I left the screen that night brewing with thoughts about how poorly this film was conceived, directed, and produced, and how little it did to promote the image of women in Zanzibar, let alone the culture and traditions here as a whole. I was also offended by how the producer had clearly used the film to promote his own agenda, wallpapering the film with ads for his multifarious endeavours.  That, coupled with the film’s horribly condescending story-line featuring real people portrayed as heroes who must save the main character from herself, made it really hard for me to find anything positive to say about this potentially first-ever Bongo film to come out of Zanzibar.

It was a relief, then, to be able to write a review that critiqued the film on various levels, from its production quality to its (lacking) film aesthetic, its story line to its acting. I pounded out the review that very night, fueled by countless reasons for my disappointment and, frankly, dismay.  The review was fierce but solid, I thought, and fairly backed up with examples from the film.

That night, I previewed my opinions with a quick dash-off of a status update on Facebook stating how the film had done nothing but disappoint and how the producer had really crossed the line in using the film as his own personal billboard. I can’t remember exactly what I wrote, but this simple status update attracted a whole slew of comments I did not expect, especially those that came in the form of subtle or not so subtle warnings in private messages:

I wouldn’t say that about [the producer] if I were you.

You don’t know what kind of battle you’re starting.

It’s not your battle to fight.

Your words could easily be misconstrued.

Careful what you say, you work for a government university.

All of these messages came from those I respect and have followed in one or the other through various creative pursuits (writers, filmmakers, citizen journalists, bloggers, and teachers). While a few friends and family here and abroad cheered me on to write and publish the full review, others, mostly local and/or regional folks, started warning me in the days that followed that it was probably not a good idea and that it wasn’t worth whatever boomerang consequences I might experience as a result of posting the review online.

Consequences? Like what? What could be so bad about publishing one review? After all, the film had received nothing but RAVE reviews until that point. The film had been even hailed by one Tanzanian blogger as one of the best Bongo films coming out of the region. How could my one review have any power at all?

In the week after viewing, reviewing, and submitting my review, I spoke with several people who started to peel back the layers of paranoia that exist here on the island and in the country of Tanzania as a whole. The bottom line: I could face some serious “blah-blah” – as they say here in Zanzibar. Meaning? Well, people can talk. They can press uncomfortable buttons. Play mind games. Exclude, expel, or expunge one’ s reputation or network s.

━━━━━━

[PROBLEM DETAILS]
Reproduce, word for word, the stretch from "I wouldn’t say" through "the review online." in the essay on reviewing the Zanzibar film.

Saved entries
━━━━━━

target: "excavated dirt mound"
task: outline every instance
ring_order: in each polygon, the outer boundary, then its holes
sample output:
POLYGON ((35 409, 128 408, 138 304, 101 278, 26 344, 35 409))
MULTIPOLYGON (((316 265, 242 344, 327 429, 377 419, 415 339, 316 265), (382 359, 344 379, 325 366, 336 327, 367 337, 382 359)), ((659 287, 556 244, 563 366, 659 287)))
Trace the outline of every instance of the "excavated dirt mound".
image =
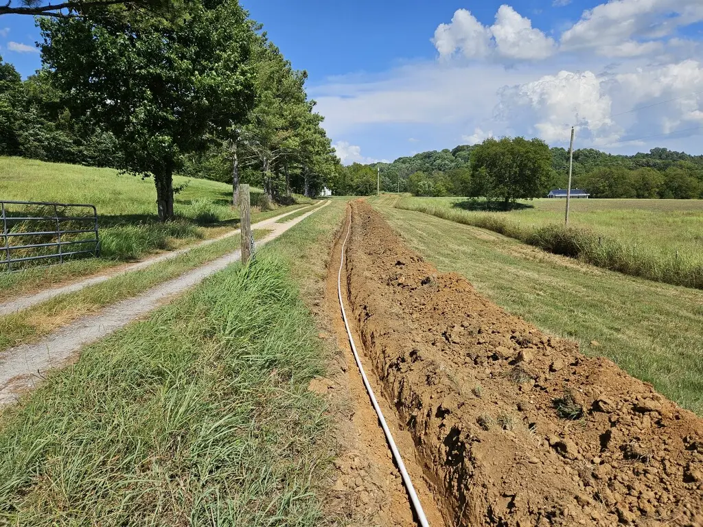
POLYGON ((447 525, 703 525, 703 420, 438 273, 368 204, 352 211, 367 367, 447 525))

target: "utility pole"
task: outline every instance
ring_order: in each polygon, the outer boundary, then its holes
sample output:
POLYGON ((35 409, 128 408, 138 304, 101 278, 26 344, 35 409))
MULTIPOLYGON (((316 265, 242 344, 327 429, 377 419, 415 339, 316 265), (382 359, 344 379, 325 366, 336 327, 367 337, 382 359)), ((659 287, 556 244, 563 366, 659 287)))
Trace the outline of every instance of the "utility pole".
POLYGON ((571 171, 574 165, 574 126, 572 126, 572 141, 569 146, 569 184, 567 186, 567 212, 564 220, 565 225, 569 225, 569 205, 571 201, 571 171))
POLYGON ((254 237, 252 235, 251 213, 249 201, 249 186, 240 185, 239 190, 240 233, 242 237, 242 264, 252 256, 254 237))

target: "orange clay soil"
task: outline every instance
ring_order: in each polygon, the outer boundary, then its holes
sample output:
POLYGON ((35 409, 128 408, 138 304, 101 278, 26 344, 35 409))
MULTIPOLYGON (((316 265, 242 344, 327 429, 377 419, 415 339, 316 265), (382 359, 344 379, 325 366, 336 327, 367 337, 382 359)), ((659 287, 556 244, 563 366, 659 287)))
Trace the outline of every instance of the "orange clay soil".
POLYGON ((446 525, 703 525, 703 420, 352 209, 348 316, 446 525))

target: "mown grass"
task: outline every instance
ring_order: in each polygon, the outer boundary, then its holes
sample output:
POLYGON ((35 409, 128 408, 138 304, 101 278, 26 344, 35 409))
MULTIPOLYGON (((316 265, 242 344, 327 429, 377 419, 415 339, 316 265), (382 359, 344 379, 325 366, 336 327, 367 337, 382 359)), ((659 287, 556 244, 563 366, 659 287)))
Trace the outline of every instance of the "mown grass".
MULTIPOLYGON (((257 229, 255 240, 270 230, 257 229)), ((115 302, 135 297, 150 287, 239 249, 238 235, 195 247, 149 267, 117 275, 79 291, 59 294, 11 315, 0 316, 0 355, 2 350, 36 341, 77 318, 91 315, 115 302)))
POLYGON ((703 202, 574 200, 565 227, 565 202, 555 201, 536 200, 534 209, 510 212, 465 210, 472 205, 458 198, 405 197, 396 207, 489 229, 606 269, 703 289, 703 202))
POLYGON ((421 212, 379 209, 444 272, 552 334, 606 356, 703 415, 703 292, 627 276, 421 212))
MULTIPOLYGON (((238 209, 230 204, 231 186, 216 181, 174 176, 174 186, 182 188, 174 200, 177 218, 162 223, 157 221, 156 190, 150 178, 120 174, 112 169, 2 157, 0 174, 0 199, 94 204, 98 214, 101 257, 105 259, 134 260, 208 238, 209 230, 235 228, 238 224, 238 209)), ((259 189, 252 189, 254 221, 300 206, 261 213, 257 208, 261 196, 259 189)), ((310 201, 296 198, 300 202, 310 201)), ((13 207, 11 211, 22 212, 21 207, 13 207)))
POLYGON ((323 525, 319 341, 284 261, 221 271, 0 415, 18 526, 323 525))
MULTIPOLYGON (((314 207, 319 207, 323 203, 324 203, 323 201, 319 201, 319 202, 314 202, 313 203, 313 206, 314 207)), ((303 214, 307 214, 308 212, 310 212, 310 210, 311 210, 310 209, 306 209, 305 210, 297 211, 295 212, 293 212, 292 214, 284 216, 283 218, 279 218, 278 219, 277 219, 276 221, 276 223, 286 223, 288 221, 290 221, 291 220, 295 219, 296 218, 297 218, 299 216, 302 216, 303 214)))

━━━━━━

[EXERCISE ANSWER]
I wouldn’t say that about [the producer] if I were you.

You don’t know what kind of battle you’re starting.

It’s not your battle to fight.

Your words could easily be misconstrued.

Careful what you say, you work for a government university.

All of these messages came from those I respect and have followed in one or the other through various creative pursuits (writers, filmmakers, citizen journalists, bloggers, and teachers). While a few friends and family here and abroad cheered me on to write and publish the full review, others, mostly local and/or regional folks, started warning me in the days that followed that it was probably not a good idea and that it wasn’t worth whatever boomerang consequences I might experience as a result of posting the review online.